*Supplied data*.
------------------------------------------------

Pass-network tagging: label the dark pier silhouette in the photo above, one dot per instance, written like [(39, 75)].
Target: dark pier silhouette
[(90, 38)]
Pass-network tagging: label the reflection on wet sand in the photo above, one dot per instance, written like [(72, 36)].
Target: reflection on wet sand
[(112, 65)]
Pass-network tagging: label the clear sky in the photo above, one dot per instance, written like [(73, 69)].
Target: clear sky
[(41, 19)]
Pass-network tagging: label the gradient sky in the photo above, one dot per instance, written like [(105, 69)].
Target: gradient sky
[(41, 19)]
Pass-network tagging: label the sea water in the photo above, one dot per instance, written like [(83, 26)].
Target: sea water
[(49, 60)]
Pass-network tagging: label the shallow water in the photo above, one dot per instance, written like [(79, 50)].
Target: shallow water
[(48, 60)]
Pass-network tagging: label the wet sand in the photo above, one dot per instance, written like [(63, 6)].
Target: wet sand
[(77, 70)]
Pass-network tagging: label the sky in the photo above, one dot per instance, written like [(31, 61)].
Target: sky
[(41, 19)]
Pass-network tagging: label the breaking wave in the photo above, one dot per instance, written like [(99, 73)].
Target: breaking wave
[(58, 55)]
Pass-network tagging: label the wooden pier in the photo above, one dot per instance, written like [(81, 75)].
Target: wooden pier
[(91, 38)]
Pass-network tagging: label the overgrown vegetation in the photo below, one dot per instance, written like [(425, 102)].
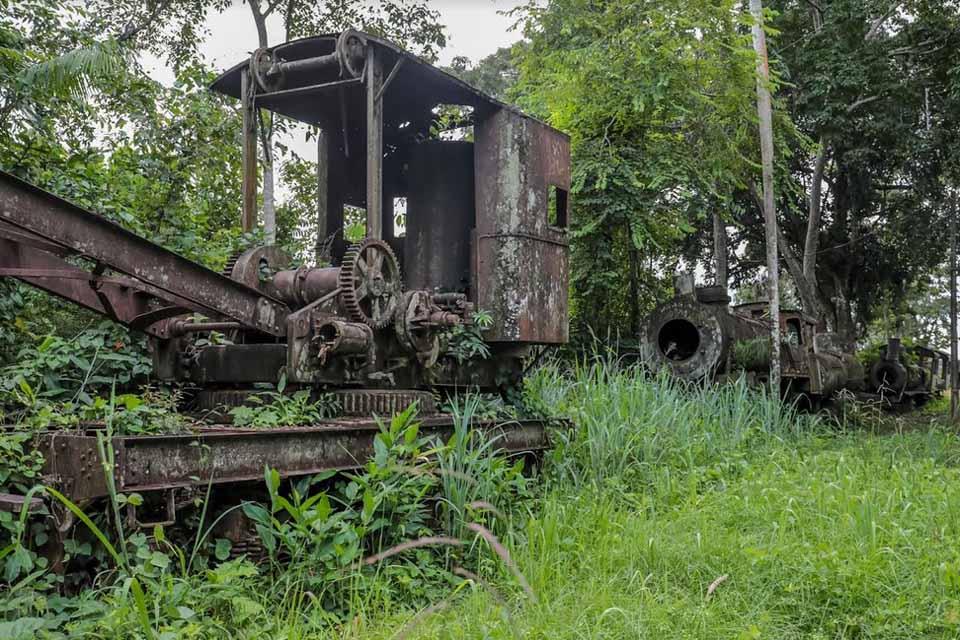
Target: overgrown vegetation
[(656, 492)]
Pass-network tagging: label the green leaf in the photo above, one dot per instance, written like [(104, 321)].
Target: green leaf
[(222, 549)]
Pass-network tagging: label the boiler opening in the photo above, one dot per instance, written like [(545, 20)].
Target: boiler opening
[(679, 340)]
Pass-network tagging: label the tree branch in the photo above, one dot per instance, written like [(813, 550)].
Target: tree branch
[(861, 102), (270, 7), (132, 30), (878, 23)]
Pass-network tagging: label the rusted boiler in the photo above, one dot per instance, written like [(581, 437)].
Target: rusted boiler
[(697, 336)]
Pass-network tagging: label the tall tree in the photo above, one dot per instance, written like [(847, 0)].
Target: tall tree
[(871, 82), (659, 98), (765, 110)]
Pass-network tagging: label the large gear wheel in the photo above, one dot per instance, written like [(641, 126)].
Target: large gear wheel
[(370, 284)]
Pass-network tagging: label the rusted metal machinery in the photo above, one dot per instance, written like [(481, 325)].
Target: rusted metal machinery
[(367, 327), (697, 335), (902, 374)]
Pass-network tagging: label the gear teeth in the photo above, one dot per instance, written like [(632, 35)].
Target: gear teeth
[(348, 292)]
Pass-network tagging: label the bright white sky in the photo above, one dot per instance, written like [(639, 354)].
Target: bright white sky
[(475, 28)]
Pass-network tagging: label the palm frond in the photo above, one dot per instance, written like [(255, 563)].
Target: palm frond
[(72, 73)]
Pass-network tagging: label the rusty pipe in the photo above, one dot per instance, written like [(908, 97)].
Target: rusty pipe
[(183, 327), (300, 287), (342, 338), (444, 319)]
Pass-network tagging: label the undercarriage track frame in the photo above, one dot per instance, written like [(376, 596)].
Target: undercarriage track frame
[(227, 455)]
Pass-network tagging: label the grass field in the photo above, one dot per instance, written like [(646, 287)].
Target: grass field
[(805, 529), (668, 512)]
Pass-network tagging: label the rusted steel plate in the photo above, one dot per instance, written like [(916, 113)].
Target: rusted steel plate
[(521, 258), (34, 210), (229, 455), (14, 503)]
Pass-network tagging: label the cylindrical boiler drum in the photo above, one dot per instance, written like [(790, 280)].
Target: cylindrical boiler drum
[(694, 340), (441, 213)]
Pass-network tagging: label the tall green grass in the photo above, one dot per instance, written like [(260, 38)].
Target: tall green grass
[(630, 424), (664, 511)]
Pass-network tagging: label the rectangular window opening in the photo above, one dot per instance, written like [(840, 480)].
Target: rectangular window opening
[(354, 223), (399, 217), (556, 207)]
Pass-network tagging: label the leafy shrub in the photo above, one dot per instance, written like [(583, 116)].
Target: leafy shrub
[(465, 341), (279, 409), (60, 368)]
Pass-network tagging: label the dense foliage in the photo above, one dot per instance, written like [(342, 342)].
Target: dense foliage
[(659, 98)]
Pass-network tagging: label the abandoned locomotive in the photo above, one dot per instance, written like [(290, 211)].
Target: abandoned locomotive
[(698, 335)]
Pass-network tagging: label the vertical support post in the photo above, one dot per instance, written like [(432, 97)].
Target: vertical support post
[(374, 144), (387, 217), (321, 249), (247, 91), (953, 309), (765, 111)]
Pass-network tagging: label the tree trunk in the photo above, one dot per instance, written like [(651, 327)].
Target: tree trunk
[(634, 303), (953, 309), (765, 111), (720, 249), (812, 244), (323, 177)]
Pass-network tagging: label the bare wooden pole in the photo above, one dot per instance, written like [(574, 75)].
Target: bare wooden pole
[(765, 112), (953, 308)]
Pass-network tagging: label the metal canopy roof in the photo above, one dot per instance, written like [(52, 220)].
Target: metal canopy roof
[(320, 97)]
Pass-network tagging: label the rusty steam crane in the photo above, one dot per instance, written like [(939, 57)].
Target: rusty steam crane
[(367, 328)]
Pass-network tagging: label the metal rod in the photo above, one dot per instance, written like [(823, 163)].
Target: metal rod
[(309, 64), (393, 74), (249, 192), (262, 98), (374, 146), (171, 276)]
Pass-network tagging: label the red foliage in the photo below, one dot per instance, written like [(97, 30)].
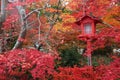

------------------------------------------------

*Direction*. Show each line of the rows above that contains the word "steel".

*Task result*.
Pass-network tagging: label the rusted steel plate in the photo above, one dot per instance, written like [(916, 113)].
Target: rusted steel plate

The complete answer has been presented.